*PROBLEM TO SOLVE:*
Output the entire listing below exactly as it stands.
====
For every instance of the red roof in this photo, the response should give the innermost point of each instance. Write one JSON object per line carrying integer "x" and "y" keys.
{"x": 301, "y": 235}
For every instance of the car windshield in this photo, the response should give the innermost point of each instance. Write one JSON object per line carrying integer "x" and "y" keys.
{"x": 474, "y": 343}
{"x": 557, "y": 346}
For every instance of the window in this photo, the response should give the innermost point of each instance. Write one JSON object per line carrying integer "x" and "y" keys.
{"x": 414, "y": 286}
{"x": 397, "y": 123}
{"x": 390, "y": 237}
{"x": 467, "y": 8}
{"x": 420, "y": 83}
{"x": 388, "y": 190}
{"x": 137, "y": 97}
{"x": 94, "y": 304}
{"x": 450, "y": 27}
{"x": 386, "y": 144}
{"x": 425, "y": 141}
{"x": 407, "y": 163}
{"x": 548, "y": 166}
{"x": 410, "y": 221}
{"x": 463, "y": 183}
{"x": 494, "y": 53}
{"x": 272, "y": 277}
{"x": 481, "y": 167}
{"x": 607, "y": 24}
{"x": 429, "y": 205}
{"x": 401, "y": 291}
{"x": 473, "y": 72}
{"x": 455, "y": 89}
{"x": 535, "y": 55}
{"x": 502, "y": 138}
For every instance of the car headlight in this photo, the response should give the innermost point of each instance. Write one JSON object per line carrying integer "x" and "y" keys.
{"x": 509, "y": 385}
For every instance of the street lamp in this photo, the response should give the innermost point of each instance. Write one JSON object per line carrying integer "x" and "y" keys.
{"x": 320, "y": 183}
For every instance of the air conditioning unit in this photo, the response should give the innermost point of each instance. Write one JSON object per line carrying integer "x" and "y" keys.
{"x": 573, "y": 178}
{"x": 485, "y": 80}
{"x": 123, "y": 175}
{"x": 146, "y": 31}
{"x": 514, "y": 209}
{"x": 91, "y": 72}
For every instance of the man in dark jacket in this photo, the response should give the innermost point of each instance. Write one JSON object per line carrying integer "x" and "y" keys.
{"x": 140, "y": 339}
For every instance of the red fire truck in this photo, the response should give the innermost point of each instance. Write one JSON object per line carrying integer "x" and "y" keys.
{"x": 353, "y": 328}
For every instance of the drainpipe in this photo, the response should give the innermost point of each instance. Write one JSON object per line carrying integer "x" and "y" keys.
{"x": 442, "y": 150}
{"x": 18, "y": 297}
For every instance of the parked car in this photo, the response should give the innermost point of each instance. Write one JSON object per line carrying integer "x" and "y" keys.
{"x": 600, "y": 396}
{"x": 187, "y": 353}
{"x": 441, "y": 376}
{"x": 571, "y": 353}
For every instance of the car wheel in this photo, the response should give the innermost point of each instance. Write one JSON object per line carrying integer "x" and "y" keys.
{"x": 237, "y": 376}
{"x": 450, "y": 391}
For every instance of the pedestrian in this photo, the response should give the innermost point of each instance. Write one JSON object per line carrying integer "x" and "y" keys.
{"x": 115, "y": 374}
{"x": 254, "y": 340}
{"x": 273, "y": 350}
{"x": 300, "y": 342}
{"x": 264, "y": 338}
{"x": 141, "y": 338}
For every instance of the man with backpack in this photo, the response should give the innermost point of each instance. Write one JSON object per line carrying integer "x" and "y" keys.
====
*SOLVED EXERCISE:*
For every instance of the red roof in this photo, the response should give the innermost point of each instance. Write one JSON object per line carrying integer "x" and "y" keys.
{"x": 301, "y": 235}
For every instance of the car windshield in this photo, the response should give the innermost point of each instance. Write one JSON object per line carrying integer "x" and "y" keys.
{"x": 474, "y": 343}
{"x": 557, "y": 346}
For every instance of the window in this photo, the response should give the innermost point of each instance. Write one JSON object per line carrying integer "x" and "y" keys.
{"x": 414, "y": 286}
{"x": 397, "y": 123}
{"x": 390, "y": 237}
{"x": 467, "y": 8}
{"x": 420, "y": 83}
{"x": 388, "y": 190}
{"x": 137, "y": 97}
{"x": 94, "y": 304}
{"x": 450, "y": 27}
{"x": 386, "y": 144}
{"x": 425, "y": 141}
{"x": 407, "y": 163}
{"x": 548, "y": 166}
{"x": 410, "y": 221}
{"x": 463, "y": 183}
{"x": 494, "y": 53}
{"x": 272, "y": 277}
{"x": 481, "y": 167}
{"x": 607, "y": 24}
{"x": 429, "y": 205}
{"x": 401, "y": 291}
{"x": 473, "y": 72}
{"x": 455, "y": 89}
{"x": 535, "y": 55}
{"x": 502, "y": 138}
For every instance of the car headlight in this photo, the response should give the innermost point of each instance. Write one JSON object per line carrying integer "x" and "y" keys.
{"x": 509, "y": 385}
For every instance of the street lamp in this photo, the response should give the innermost point of each instance. Write one JSON object per line carrying integer "x" and "y" keys.
{"x": 320, "y": 183}
For every instance of the air conditioning unit in this photo, the response should give the innermost point of each instance. Write one JSON object per line carrying integer "x" and "y" keys.
{"x": 573, "y": 178}
{"x": 485, "y": 80}
{"x": 123, "y": 175}
{"x": 146, "y": 31}
{"x": 514, "y": 209}
{"x": 91, "y": 72}
For every instance of the man in dark jacket in this photo, the response should give the innermost point of each instance. Write one JSON object per line carrying integer "x" and "y" keys.
{"x": 140, "y": 339}
For every instance of the red fire truck in this photo, the response should give the innermost point of each instance. Write one JSON object per line carrying integer "x" and "y" keys.
{"x": 353, "y": 328}
For every instance of the drainpipe in this photo, the response should give the innermost point of each instance. Write one JSON object per line carrying integer "x" and "y" keys.
{"x": 442, "y": 150}
{"x": 18, "y": 297}
For every instance of the parked car in this photo, the response should give the innermost point of each instance. Write one JSON object per line carrying integer "x" and "y" keys.
{"x": 600, "y": 396}
{"x": 187, "y": 353}
{"x": 441, "y": 376}
{"x": 571, "y": 353}
For every instance of the car wheel in this photo, the response should give the innermost point of each instance. Write one JSON object per line carrying integer "x" and "y" keys.
{"x": 237, "y": 376}
{"x": 450, "y": 391}
For every instance of the pedestrian in this photo, the response should give the innermost point of each instance. Write one JSON object per line carrying integer "x" and "y" keys.
{"x": 115, "y": 374}
{"x": 254, "y": 340}
{"x": 273, "y": 350}
{"x": 300, "y": 342}
{"x": 264, "y": 338}
{"x": 141, "y": 338}
For every instance of the man with backpack in this photo, the response should give the innermost point of each instance. Write one JSON object per line carrying integer "x" and "y" keys.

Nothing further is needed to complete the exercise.